Start of ENTRIES PROVIDED

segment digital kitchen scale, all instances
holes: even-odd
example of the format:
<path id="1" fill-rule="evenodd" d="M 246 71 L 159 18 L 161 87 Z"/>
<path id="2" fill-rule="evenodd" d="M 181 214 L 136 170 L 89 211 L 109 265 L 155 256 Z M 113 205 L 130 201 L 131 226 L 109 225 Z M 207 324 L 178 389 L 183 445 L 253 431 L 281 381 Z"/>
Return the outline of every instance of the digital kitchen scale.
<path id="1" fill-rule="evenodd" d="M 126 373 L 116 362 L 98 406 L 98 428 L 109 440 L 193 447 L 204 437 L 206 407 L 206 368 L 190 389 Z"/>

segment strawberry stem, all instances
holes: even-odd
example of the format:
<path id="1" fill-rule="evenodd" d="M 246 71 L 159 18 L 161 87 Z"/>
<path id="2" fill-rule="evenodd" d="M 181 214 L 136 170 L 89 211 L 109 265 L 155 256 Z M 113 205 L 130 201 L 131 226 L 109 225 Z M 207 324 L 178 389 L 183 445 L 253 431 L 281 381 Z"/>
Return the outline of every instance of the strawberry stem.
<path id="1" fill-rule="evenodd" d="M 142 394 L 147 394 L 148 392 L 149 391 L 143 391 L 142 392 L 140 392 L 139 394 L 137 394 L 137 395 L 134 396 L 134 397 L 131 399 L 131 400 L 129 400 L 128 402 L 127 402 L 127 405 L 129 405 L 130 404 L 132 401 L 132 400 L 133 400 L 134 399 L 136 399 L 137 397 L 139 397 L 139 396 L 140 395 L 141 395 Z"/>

End of ENTRIES PROVIDED

PROBLEM TO WORK ON ::
Reproduce all of the records above, changing every occurrence of "example of the format" to "sample output" and leaving everything else the same.

TASK SOLUTION ::
segment digital kitchen scale, all instances
holes: even-odd
sample output:
<path id="1" fill-rule="evenodd" d="M 246 71 L 159 18 L 161 87 Z"/>
<path id="2" fill-rule="evenodd" d="M 181 214 L 136 170 L 89 211 L 109 265 L 155 256 Z M 113 205 L 130 201 L 131 226 L 109 225 Z M 207 324 L 178 389 L 183 445 L 253 431 L 281 381 Z"/>
Return the outline of every instance of the digital kitchen scale.
<path id="1" fill-rule="evenodd" d="M 126 373 L 116 362 L 98 406 L 98 428 L 109 440 L 193 447 L 204 437 L 206 407 L 206 368 L 190 389 Z"/>

segment strawberry stem, all instances
holes: even-odd
sample output:
<path id="1" fill-rule="evenodd" d="M 246 71 L 159 18 L 161 87 Z"/>
<path id="2" fill-rule="evenodd" d="M 181 214 L 136 170 L 89 211 L 109 265 L 155 256 Z M 113 205 L 130 201 L 131 226 L 109 225 Z M 207 324 L 178 389 L 183 445 L 253 431 L 281 381 Z"/>
Return the outline of every instance of the strawberry stem.
<path id="1" fill-rule="evenodd" d="M 142 394 L 147 394 L 148 392 L 149 391 L 143 391 L 142 392 L 140 392 L 139 394 L 137 394 L 137 395 L 134 396 L 134 397 L 131 399 L 131 400 L 129 400 L 128 402 L 127 402 L 127 405 L 129 405 L 130 404 L 132 401 L 132 400 L 133 400 L 134 399 L 136 399 L 137 397 L 139 397 L 139 396 L 140 395 L 141 395 Z"/>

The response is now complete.